» **The task**
Extract every record, keeping each one exactly as it is.
══ The data
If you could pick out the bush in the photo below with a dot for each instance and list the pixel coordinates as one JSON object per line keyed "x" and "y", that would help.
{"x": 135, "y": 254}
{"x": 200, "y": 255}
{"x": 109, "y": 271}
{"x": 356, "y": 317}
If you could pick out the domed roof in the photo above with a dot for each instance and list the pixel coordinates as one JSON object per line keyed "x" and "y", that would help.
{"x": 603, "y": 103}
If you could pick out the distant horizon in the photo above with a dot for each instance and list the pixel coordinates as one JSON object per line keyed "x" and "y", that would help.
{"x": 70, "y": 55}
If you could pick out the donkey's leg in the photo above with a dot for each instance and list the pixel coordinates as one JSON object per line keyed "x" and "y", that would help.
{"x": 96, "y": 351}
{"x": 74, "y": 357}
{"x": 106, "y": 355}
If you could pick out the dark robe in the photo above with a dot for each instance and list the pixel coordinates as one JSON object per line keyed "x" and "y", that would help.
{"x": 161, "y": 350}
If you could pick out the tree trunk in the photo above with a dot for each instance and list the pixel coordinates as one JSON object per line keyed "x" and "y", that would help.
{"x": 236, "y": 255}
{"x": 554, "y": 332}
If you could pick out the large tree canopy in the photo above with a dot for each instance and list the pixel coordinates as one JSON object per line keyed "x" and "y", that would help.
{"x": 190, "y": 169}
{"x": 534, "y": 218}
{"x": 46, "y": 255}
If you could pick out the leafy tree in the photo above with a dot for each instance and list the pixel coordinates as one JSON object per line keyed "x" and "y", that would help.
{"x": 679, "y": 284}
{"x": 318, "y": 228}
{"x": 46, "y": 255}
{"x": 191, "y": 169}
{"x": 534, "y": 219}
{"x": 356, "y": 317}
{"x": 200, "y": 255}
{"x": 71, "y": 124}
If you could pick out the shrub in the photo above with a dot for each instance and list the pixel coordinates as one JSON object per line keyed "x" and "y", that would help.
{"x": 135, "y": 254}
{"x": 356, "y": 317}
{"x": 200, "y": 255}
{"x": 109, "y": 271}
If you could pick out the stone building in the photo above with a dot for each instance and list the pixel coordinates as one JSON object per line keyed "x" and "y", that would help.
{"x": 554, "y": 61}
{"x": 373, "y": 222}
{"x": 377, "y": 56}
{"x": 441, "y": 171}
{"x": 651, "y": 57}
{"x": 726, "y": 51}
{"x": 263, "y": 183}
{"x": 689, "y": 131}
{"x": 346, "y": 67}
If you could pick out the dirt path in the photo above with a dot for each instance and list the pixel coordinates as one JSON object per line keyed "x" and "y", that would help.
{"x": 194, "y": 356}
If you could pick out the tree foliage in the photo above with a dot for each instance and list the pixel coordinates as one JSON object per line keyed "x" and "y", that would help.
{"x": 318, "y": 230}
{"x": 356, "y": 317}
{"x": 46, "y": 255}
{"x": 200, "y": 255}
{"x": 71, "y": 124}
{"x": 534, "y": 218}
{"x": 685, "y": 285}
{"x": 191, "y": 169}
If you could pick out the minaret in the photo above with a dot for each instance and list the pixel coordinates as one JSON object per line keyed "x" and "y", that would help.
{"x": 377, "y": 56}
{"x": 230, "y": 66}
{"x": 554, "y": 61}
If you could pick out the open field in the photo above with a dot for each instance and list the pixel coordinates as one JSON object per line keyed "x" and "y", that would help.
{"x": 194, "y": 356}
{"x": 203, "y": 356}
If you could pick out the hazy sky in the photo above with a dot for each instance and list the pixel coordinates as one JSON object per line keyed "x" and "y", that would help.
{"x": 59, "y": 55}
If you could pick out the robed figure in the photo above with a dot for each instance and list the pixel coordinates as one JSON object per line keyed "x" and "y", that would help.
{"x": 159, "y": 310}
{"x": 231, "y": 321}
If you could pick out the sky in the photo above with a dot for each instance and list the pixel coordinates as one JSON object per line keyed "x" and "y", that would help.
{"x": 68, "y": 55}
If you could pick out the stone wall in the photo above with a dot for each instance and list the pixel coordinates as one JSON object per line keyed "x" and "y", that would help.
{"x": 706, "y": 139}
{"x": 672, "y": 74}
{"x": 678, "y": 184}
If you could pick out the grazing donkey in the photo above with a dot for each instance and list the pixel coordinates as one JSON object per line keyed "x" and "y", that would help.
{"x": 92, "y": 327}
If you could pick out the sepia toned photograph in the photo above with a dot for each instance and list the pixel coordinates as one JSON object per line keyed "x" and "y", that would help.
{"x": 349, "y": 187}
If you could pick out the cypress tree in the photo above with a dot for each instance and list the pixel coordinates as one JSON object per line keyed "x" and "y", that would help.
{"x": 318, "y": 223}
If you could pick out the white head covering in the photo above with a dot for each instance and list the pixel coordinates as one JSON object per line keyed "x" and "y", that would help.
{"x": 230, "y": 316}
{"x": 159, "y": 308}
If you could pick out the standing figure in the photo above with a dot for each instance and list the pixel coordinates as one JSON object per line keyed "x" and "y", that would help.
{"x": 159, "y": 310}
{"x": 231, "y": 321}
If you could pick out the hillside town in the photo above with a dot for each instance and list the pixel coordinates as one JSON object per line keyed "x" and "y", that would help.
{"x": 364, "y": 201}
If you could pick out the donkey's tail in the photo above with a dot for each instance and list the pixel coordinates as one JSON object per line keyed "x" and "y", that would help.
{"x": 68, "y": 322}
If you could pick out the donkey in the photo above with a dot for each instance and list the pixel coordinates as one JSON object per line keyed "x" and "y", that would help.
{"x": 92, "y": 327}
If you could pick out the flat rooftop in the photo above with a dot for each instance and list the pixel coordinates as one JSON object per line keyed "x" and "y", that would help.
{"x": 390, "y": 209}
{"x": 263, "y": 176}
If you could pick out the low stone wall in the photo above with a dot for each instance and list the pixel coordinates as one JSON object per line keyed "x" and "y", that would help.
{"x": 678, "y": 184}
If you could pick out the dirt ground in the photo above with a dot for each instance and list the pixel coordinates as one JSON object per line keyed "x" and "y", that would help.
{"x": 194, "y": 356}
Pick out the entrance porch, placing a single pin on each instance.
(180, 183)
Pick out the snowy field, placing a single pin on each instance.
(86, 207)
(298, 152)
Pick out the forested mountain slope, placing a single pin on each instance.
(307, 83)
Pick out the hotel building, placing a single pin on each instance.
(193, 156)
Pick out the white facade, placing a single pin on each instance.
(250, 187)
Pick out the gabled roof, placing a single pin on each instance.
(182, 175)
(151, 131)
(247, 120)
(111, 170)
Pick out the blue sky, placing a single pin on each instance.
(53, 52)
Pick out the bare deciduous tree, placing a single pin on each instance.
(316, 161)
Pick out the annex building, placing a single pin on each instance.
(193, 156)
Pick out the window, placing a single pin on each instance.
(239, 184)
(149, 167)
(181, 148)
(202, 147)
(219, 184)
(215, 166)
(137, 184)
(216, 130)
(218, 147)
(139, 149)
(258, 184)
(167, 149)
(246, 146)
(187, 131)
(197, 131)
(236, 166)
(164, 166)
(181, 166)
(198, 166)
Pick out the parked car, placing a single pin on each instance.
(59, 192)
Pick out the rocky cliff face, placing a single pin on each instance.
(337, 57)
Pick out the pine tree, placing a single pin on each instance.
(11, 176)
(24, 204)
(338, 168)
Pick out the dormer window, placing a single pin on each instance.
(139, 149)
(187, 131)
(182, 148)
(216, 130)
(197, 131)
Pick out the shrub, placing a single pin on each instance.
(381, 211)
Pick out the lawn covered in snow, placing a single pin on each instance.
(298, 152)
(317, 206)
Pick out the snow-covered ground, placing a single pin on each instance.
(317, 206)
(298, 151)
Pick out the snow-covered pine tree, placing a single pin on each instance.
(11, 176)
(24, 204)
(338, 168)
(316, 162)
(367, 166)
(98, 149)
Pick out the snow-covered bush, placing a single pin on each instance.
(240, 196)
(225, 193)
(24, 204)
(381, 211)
════
» **Task solution**
If you could pick out the bush in the photo below with a dot for each instance and list the pixel coordinates as one JSON object per line keyed "x" and "y", that would help.
{"x": 135, "y": 254}
{"x": 200, "y": 255}
{"x": 109, "y": 271}
{"x": 356, "y": 317}
If you could pick out the domed roof in the photo above with a dot for each instance and list the pixel coordinates as one JSON object per line keyed "x" and "y", that would help.
{"x": 603, "y": 103}
If you could pick out the distant horizon in the photo above with a dot for each instance and list the pixel coordinates as one JSON object per line keyed "x" and "y", that would help.
{"x": 70, "y": 55}
If you could pick out the donkey's leg in the photo above with a dot for each instance and list the pixel coordinates as one JSON object per line keyed "x" and "y", that would help.
{"x": 96, "y": 351}
{"x": 74, "y": 357}
{"x": 106, "y": 355}
If you could pick out the dark robe in the photo above with a dot for each instance and list the pixel coordinates as one JSON object per line keyed "x" and "y", that would help.
{"x": 161, "y": 350}
If you could pick out the tree trunk in the photo above with a dot for each instance and list the pixel coordinates as one JSON object per line keyed "x" and "y", that would help.
{"x": 236, "y": 255}
{"x": 554, "y": 332}
If you could pick out the large tree canopy in the photo above with a dot for each instance and list the pixel coordinates as one JSON object per line keyed "x" and "y", that would help.
{"x": 190, "y": 169}
{"x": 534, "y": 218}
{"x": 46, "y": 255}
If you could pick out the leafy tree in the photo above with a dot for each instance and list the pixel coordinates as one JSON object per line keyed "x" and "y", that would help.
{"x": 679, "y": 284}
{"x": 318, "y": 228}
{"x": 46, "y": 255}
{"x": 191, "y": 169}
{"x": 534, "y": 219}
{"x": 356, "y": 317}
{"x": 200, "y": 255}
{"x": 71, "y": 124}
If you could pick out the shrub in the photo above with a dot for each instance and list the pixel coordinates as one JSON object per line keyed "x" and "y", that would help.
{"x": 135, "y": 254}
{"x": 356, "y": 317}
{"x": 200, "y": 255}
{"x": 109, "y": 271}
If you could pick out the stone building in the photo above with a dot for each instance and list the pixel coordinates as one JSON object per line keyed "x" and "y", that would help.
{"x": 554, "y": 61}
{"x": 373, "y": 222}
{"x": 377, "y": 56}
{"x": 441, "y": 171}
{"x": 651, "y": 57}
{"x": 726, "y": 51}
{"x": 263, "y": 183}
{"x": 689, "y": 131}
{"x": 346, "y": 67}
If you could pick out the dirt path in the photo above with a dot for each instance and list the pixel coordinates as one JSON object per line keyed "x" and "y", that would help.
{"x": 194, "y": 356}
If you could pick out the tree foliage in the photo above with a dot for each instance and list the pixel coordinates as one JSON object per line keyed "x" and "y", that would help.
{"x": 318, "y": 230}
{"x": 356, "y": 317}
{"x": 46, "y": 255}
{"x": 200, "y": 255}
{"x": 71, "y": 124}
{"x": 534, "y": 218}
{"x": 685, "y": 285}
{"x": 191, "y": 169}
If you could pick out the minaret in the photo above with a dot for each instance and list the pixel coordinates as one JSON object per line keyed "x" and "y", that would help.
{"x": 377, "y": 56}
{"x": 230, "y": 66}
{"x": 554, "y": 61}
If you could pick out the open field in the photo above with a dot for each instance and list the pixel coordinates as one JSON object per line keyed "x" and "y", that would help.
{"x": 194, "y": 356}
{"x": 203, "y": 356}
If you could pick out the hazy sky in the photo above with a dot for each instance and list the pixel coordinates as one JSON object per line keyed "x" and "y", that would help.
{"x": 59, "y": 55}
If you could pick out the robed figure in the photo above with a dot for each instance and list the pixel coordinates as one JSON object per line keyed "x" and "y", that would help.
{"x": 159, "y": 310}
{"x": 231, "y": 321}
If you could pick out the sky in the photo above with a dot for each instance and list the pixel coordinates as one JSON object per line keyed "x" and "y", that would help.
{"x": 68, "y": 55}
If you could pick out the stone wall in the photo above with a dot for each instance and list the pixel coordinates as one JSON object per line keyed "x" and "y", that would help.
{"x": 706, "y": 139}
{"x": 672, "y": 74}
{"x": 678, "y": 184}
If you could pick out the grazing donkey in the photo above with a dot for each instance and list the pixel coordinates as one JSON object per line keyed "x" and "y", that would help.
{"x": 92, "y": 327}
If you could pick out the sepia toned photograph in the photo above with a dot for each instance and list the pixel coordinates as one JSON object per line keyed "x" and "y", that would help.
{"x": 349, "y": 187}
If you could pick out the cypress tree in the photo above with a dot for each instance and list the pixel coordinates as one JSON object per line keyed "x" and "y", that would help.
{"x": 318, "y": 223}
If you could pick out the white head covering in the photo above with a dot for each instance and list the pixel coordinates as one JSON object per line keyed "x" and "y", that would help.
{"x": 230, "y": 316}
{"x": 159, "y": 308}
If you could pick out the standing figure in the photo above with a dot for each instance and list the pixel coordinates as one JSON object per line keyed "x" and "y", that would help.
{"x": 159, "y": 310}
{"x": 231, "y": 321}
If you could pick out the hillside town in the photo above with a dot for each instance and list the pixel coordinates as one JSON object per line keyed "x" and "y", that would help.
{"x": 364, "y": 201}
If you could pick out the donkey's tail in the photo above with a dot for each instance and list the pixel coordinates as one JSON object per line keyed "x" and "y", that would help.
{"x": 68, "y": 322}
If you could pick out the donkey in the photo above with a dot for each instance and list the pixel coordinates as one JSON object per line keyed "x" and "y", that would help.
{"x": 92, "y": 327}
If you could pick out the flat rooftop in the photo above with a dot for each instance and list the pixel coordinates as one JSON object per line keyed "x" and "y", that would help.
{"x": 390, "y": 209}
{"x": 263, "y": 176}
If you could pick out the low stone wall in the photo above with a dot for each instance and list the pixel coordinates as one JSON object per line keyed "x" and "y", that would help.
{"x": 678, "y": 184}
If you could pick out the dirt ground in the photo above with a dot for each instance and list the pixel coordinates as one JSON object per line keyed "x" and "y", that would help.
{"x": 194, "y": 356}
Pick out the entrance porch, placing a single pin on each instance.
(180, 183)
Pick out the snowy field, placing a single pin on each instance.
(86, 207)
(298, 152)
Pick out the forested mountain slope, placing a single pin on each instance.
(307, 83)
Pick out the hotel building, placing a single pin on each instance.
(193, 156)
Pick out the white facade, placing a single pin on each instance.
(250, 187)
Pick out the gabled roof, placing a single pin on each instance.
(182, 175)
(151, 131)
(247, 120)
(111, 170)
Pick out the blue sky, placing a single pin on each instance.
(53, 52)
Pick out the bare deciduous tree, placing a single pin on each instance.
(316, 161)
Pick out the annex building, placing a single pin on each instance.
(193, 156)
Pick out the window, placing a single pin on each instance.
(239, 184)
(149, 167)
(181, 148)
(202, 147)
(219, 184)
(215, 166)
(137, 184)
(216, 130)
(218, 147)
(139, 149)
(258, 184)
(167, 149)
(246, 146)
(187, 131)
(197, 131)
(236, 166)
(164, 166)
(181, 166)
(198, 166)
Pick out the parked car, placing a single pin on each instance.
(59, 192)
Pick out the rocky cliff face, placing a single pin on each instance.
(337, 57)
Pick out the pine tree, placing a single pin on each instance.
(11, 176)
(24, 204)
(338, 168)
Pick out the dormer window, placing a single pin on each instance.
(139, 149)
(187, 131)
(182, 148)
(216, 130)
(197, 131)
Pick out the shrub, placing a single pin on each instance.
(381, 211)
Pick out the lawn covered in snow, placing a single pin on each instance.
(298, 152)
(317, 206)
Pick out the snow-covered ground, placing a single pin on each instance.
(317, 206)
(298, 151)
Pick out the snow-covered pine tree, placing a single pin on each instance.
(11, 176)
(24, 204)
(338, 168)
(316, 162)
(367, 166)
(98, 149)
Pick out the snow-covered bush, placing a single pin on each instance.
(240, 196)
(225, 193)
(24, 204)
(381, 211)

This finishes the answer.